» **Supplied material**:
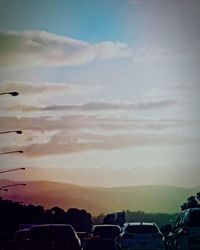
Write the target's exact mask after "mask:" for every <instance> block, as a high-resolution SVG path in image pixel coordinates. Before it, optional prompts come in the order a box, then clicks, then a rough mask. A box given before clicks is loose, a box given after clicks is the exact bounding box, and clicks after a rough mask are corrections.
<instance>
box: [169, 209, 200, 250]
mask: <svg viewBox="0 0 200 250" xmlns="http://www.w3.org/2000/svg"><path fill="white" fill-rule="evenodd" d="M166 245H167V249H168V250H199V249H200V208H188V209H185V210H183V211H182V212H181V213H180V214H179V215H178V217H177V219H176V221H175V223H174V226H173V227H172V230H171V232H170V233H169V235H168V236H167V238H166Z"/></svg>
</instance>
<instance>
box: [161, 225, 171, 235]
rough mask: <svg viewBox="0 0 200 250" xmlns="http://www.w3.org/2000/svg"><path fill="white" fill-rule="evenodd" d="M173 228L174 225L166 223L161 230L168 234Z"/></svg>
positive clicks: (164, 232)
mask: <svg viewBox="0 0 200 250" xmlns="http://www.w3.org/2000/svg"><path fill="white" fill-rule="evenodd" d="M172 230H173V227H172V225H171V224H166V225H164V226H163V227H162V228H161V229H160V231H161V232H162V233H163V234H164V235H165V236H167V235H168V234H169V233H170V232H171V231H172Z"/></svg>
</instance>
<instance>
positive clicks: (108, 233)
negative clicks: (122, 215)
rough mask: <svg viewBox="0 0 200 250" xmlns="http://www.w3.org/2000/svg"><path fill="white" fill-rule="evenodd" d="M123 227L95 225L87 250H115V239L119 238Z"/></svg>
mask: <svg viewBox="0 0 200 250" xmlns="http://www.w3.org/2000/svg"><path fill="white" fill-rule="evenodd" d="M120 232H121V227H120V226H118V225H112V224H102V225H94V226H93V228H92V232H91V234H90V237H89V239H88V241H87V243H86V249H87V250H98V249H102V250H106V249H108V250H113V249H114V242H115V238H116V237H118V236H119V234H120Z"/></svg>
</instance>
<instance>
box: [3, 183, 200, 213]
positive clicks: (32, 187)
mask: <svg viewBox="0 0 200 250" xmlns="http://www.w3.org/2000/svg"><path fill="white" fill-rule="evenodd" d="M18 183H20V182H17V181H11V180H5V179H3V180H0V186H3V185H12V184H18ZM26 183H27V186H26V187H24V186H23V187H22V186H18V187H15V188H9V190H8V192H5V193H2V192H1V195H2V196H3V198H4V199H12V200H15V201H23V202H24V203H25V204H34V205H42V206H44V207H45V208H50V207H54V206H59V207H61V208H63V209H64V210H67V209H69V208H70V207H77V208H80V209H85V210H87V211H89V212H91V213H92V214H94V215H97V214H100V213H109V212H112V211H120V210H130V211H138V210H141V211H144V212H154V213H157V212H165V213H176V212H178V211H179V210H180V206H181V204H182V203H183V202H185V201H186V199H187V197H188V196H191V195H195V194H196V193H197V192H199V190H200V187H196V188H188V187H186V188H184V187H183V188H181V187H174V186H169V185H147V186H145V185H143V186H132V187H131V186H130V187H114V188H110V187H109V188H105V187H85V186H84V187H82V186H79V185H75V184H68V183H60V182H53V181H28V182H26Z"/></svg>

...

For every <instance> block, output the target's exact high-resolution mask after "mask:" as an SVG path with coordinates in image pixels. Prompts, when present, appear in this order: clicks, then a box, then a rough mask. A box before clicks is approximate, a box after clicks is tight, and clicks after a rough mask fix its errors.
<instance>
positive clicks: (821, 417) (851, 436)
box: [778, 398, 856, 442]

» **Task goal**:
The answer must consist of every line above that holds the string "coordinates", copied exactly.

» **Exercise response**:
Write the target's exact mask after "mask:" for every <instance> block, as a high-resolution SVG path in image pixel coordinates. Before it, optional prompts come in the order a box, then clicks, then a rough mask. A box given before clicks is loose, a box given after clicks is the exact bounding box, and clicks after a rough mask are corrections.
For every <instance> block, output the target's exact high-resolution mask after "mask:" as an SVG path with coordinates in image pixels. Prompts, when present, appear in this order: clicks, then a box, then a rough mask. A box before clicks is approximate, a box after clicks is tight, and clicks after a rough mask fix its errors.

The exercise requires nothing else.